PASSAGE SHOWN -

__________________________________________________

A Noble Concept Vs. Political Hypocrisy

Yesterday the Pennsylvania House Of Representatives looked like a scene from the classic movie Mr. Smith Goes To Washington as Rep Jim Cox took to the floor in an attempt to advance HB 76, The Property Tax Independence Act. With powerful lobbying efforts on both sides of the political spectrum fighting against us and a leadership that has done absolutely nothing but serve as an obstacle to this legislation at every step of the way the outcome was both disappointing and expected.  The real world isn’t Hollywood and often in this world the good guys in fights about moral principles do not come out on top.  That wasn’t because of any lack on Rep. Cox’s part.  He has every reason to stand proud of his effort.

After all the stalling efforts in the House Rep. Cox was forced to introduce HB 76 via amendment to another seriously flawed concept in property taxation being proposed by Seth Grove.  Seth Grove’s plan is to expand the taxing authority of the school district into three more areas, all without voter referendum.   Pennsylvanians are quick to see the flaws of this concept.  While we may see property tax reduction at the onset, the expanding authority of the school districts will give them new local taxing authority with property as the main flow that will, in very short time, put us right where we are now with  a higher local EIT or higher costs for goods and services realized through a mercantile or retail tax.

Without any impact studies or the scrutiny that HB 76 had received Grove’s bill was advanced without discussion.  It was introduced on the first day back from the summer recess to the Finance Committee along with Kerry Beninghoff’s newly crafted proposal of expanding the school districts authority without voter referendum solely through the EIT.  The ink was not even dry on Benninghoff’s legislation and both bills flew through the committee and on to the floor.

Cox was essentially forced to make the amendment move and actions such as this do not go unnoticed in a political arena where fear and intimidation are tactics of a political machinery in their efforts to cling to their powers at whatever cost to the taxpayers and there was that and more going on  in the closed door Caucuses that ended the previous days legislative session in the house early and resulted in a 2 hour delay before the House took to the floor on October 1, 2013.

Shifting from a property tax formula to taxation based on product and labor is a radical shift.  It is made all the more difficult because of the overly complicated tax codes in the state of Pennsylvania.  HB 76 was going to need some clarification through amendment, a normal part of any legislation.   This became a thorn of contention with this bill; the excuse to pummel it with the most vicious dogs in this fight being Kerry Benninghoff and Phyllis Mundy.  Benninghoff was quick to use talking point catch phrases like not ready for prime time as though this is some sort of sketch from Saturday Night Live but there was nothing funny in what he was doing.

The legislative process has always been one where any bill is amended for points of clarification as it moves through both bodies.  In fact after Seth Grove gave his closing opposition remarks again pointing out theses clarification issues,  he introduced an amendment to his own bill that was a technical point of clarification revealing him and the others for the hypocrites they were.  Apparently the Grove Bill was also not ready for Prime Time but that didn’t stop their efforts to push the Grove bill.

__________________________________________________

GIVEN INFORMATION -

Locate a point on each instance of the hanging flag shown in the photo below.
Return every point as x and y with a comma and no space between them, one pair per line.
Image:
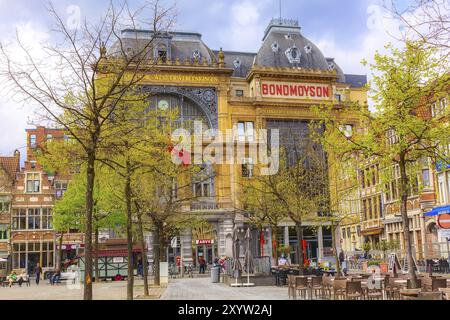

__________________________________________________

WORK TO DO -
(1) Rewrite the stretch of the property tax passage from "Cox was essentially" through "October 1, 2013.", replacing "Caucuses" with "meetings".
(2) According to the property tax passage, on what date did the House take to the floor after a 2 hour delay?

SOLVED TASKS -
(1)
Cox was essentially forced to make the amendment move and actions such as this do not go unnoticed in a political arena where fear and intimidation are tactics of a political machinery in their efforts to cling to their powers at whatever cost to the taxpayers and there was that and more going on  in the closed door meetings that ended the previous days legislative session in the house early and resulted in a 2 hour delay before the House took to the floor on October 1, 2013.

(2) October 1, 2013